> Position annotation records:

<<<<

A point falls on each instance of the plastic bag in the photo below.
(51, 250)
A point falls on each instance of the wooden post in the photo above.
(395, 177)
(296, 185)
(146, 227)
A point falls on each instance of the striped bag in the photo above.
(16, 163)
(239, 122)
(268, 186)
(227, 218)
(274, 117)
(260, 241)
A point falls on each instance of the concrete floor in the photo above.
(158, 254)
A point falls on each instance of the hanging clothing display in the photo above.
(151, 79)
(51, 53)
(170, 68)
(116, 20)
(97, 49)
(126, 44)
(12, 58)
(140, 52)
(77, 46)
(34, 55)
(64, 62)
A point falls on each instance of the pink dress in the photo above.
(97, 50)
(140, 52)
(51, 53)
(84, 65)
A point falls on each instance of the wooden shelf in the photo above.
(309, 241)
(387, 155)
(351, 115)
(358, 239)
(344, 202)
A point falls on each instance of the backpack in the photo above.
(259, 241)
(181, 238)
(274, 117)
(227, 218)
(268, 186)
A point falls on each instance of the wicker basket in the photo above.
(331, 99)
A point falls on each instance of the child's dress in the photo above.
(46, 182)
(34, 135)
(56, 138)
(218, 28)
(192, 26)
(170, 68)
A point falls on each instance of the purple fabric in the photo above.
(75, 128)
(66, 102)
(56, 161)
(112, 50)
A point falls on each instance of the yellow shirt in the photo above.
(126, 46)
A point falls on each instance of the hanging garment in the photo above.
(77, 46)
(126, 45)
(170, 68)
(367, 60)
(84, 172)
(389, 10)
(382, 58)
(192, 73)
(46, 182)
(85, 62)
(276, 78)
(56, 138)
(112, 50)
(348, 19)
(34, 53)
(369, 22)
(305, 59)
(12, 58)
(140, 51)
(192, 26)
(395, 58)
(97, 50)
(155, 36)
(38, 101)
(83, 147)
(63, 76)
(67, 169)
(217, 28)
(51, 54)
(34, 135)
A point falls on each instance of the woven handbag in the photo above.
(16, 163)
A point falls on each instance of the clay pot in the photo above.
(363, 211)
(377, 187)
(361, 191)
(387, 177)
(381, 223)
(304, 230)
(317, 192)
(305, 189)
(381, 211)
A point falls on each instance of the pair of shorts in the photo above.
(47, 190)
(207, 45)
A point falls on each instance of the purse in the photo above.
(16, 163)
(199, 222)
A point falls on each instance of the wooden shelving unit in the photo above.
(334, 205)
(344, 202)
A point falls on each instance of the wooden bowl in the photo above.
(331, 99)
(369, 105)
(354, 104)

>>>>

> Directions for this task:
Transcribe all of the material above line by line, changing nothing.

> Correct result:
A point falls on each instance of the plastic bag in the photo below.
(51, 250)
A point falls on each instance of the wooden post in the photo above.
(395, 177)
(296, 185)
(146, 227)
A point falls on each instance of the striped bag in the photo above.
(16, 163)
(239, 122)
(268, 186)
(227, 218)
(274, 117)
(260, 241)
A point falls on each instance of the concrete floor in the photo above.
(158, 254)
A point falls on each instance of the hanging clothing display in the photo above.
(151, 79)
(51, 53)
(170, 68)
(116, 20)
(97, 49)
(126, 44)
(12, 58)
(140, 52)
(77, 46)
(34, 55)
(64, 62)
A point falls on each instance of the pink dress in the photo above.
(97, 50)
(140, 52)
(51, 53)
(84, 65)
A point falls on each instance of the wooden shelf in the photo above.
(309, 241)
(387, 155)
(351, 115)
(358, 239)
(344, 202)
A point falls on each instance of the backpack in the photo above.
(259, 241)
(181, 238)
(274, 117)
(227, 218)
(268, 186)
A point falls on each instance of the wicker basket in the photo above.
(331, 99)
A point falls on each instance of the child's dress in the photo above.
(46, 182)
(34, 135)
(56, 138)
(218, 28)
(192, 26)
(170, 68)
A point falls on each instance of the purple fabric in the photo above.
(75, 128)
(66, 102)
(56, 161)
(112, 50)
A point falls on each instance of the yellow shirt in the photo above.
(126, 46)
A point falls on each instance of the hanging garment in the photo above.
(77, 46)
(126, 45)
(170, 68)
(367, 60)
(84, 172)
(389, 10)
(382, 58)
(192, 73)
(46, 182)
(85, 62)
(276, 78)
(56, 138)
(112, 50)
(348, 19)
(34, 53)
(369, 22)
(305, 59)
(12, 58)
(140, 51)
(192, 26)
(395, 58)
(97, 50)
(155, 36)
(38, 101)
(83, 147)
(63, 76)
(67, 169)
(217, 28)
(51, 54)
(34, 135)
A point falls on each instance of the woven handbag in the photo above.
(16, 163)
A point falls on each instance of the clay pot in the photo above.
(363, 211)
(377, 187)
(361, 191)
(387, 177)
(381, 223)
(304, 230)
(317, 192)
(305, 189)
(381, 211)
A point falls on each instance of the pair of shorts in the photo above.
(47, 190)
(207, 45)
A point falls on each instance of the purse in the photo above.
(16, 163)
(199, 222)
A point falls on each instance of the wooden shelving unit in the photo above.
(334, 205)
(344, 202)
A point falls on each instance of the wooden bowl in the photo above.
(331, 99)
(369, 105)
(354, 104)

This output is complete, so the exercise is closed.